▶ Written problem 1
Identify every line in the records below that contains the string "pixel", matching case exactly, and copy each such line.

Also, I do not know every single prop the multiples for them. I do know however, from the amount i tested and seeing how similar Props Scale with one another, i feel safe to say that everything said in this sub-section can be used and will work.
So far using multiples of 2 and 4 work perfectly for Walls. You should never go wrong with walls using multiples of 2 and 4.
Examples(look at the scale, not position)
Notice the image below, a Plane wall is matched up against half a prop wall. The scale is x=2 and y=4 the x is the width while the height is the y. This is good to know because when using short walls(usually named default_short) you know that the floor will have to be a multiple of 2 and the height should always be 4 unless you change it.
Now this is where knowing dimensions can be helpful. Say you use 4×4 walls(thats next up) and want to end on a short wall(what is shown below) you cannot fit a small wall in a room that X=20 and Z=20 when 4×4 walls are being used and only one 2×4 wall. You might be asking why? They are both multiples of 2 and 4 and thats the issue, a 2×4 wall is half a 4×4 wall in width so you would need to change the X to become only a multiple of 2 and not a multiple of both 2 and 4. Think of it as you added half a 4×4 wall so you have to make up for the missing half.
Heres an example of a 4×4 wall, the most basic and probably most used wall size in game. Rooms need to be sized as a multiple of 4, such as X=16 and Z=8 You wouldnt use any other multiple EXCEPT 4 when getting 4×4 walls to fit, that is if you dont rescale them(I dont advise this at all for walls)

▶ Dataset excerpt
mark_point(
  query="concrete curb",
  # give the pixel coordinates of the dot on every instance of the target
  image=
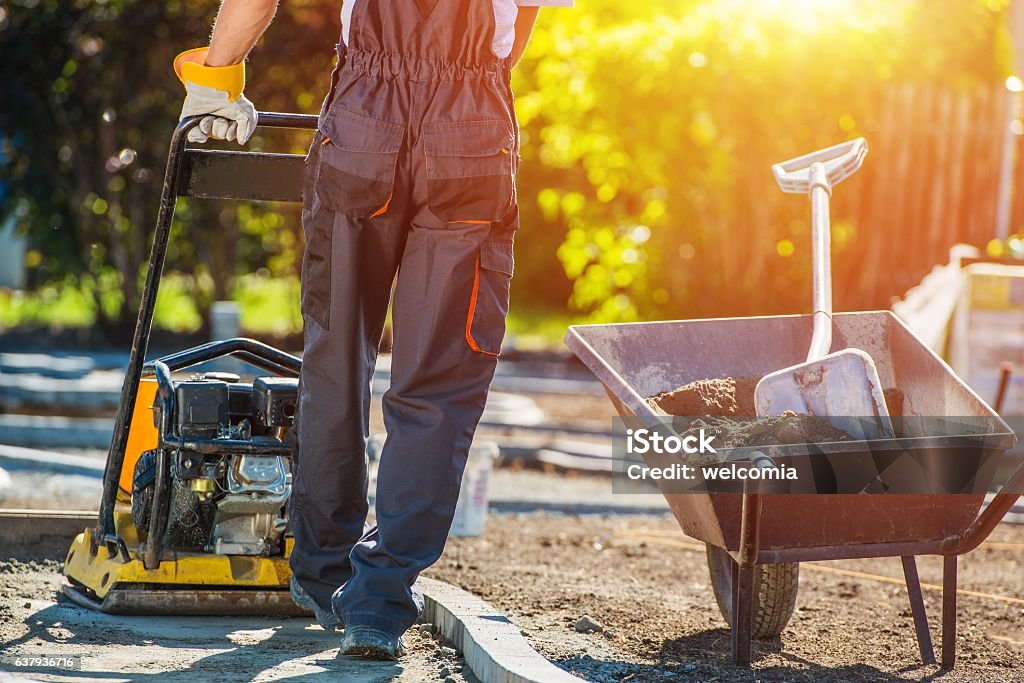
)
(493, 646)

▶ Written problem 2
Continue the text above on scaling walls with multiples of 2 and 4, starting after its last sentence.

▶ Final answer 1
  # give the pixel coordinates of the dot on every instance of the target

▶ Final answer 2
Now this is when walls can get confusing when trying to get a perfect fit. Curved walls are actually made up of four 2×4 walls. You can see in the image below that one of the four sections to fill is 2×4. Now what does this mean? It means the wall, if made flat, is actually 8×4(because four 2×4 = 4 x 2 = 8×4, Do not worry about the height which is 4)
Now that means your floor has to have a Scale that makes X+Z=7.75 for a perfect fit(it would equal 8 but since it curves it doesnt use part of a corner, saving 0.25 of space) That is because its essentially two 4×4 walls that are just curved together so it needs the same space to fit as if it was a 8×4 wall.(Note, the floor is not matched for a perfect fit with wall because i do not have X+Z=7.75)
Now those three types of walls are in every set and follow the same type of scales and dimensions, so when you use walls like these, remember multiples of 2 and 4.
That being said, not everything under walls uses multiples of 2s and 4s, but will use multiples of 2,4,5,10. Walls like these tend to be bigger or unique,
Props sets and bases. THIS IS A WORK IN PROGRESS BY REL BELOW THIS LINE.
From what I have learned is that every set(masionbase/dungeonbase/etc…) work perfectly inside there own sets. Think of a set of pieces that are made to work with each other, this is on purpose because of how the devs built the game, they created a buch of props and put them into catagorys that will always work when used in there respective sets.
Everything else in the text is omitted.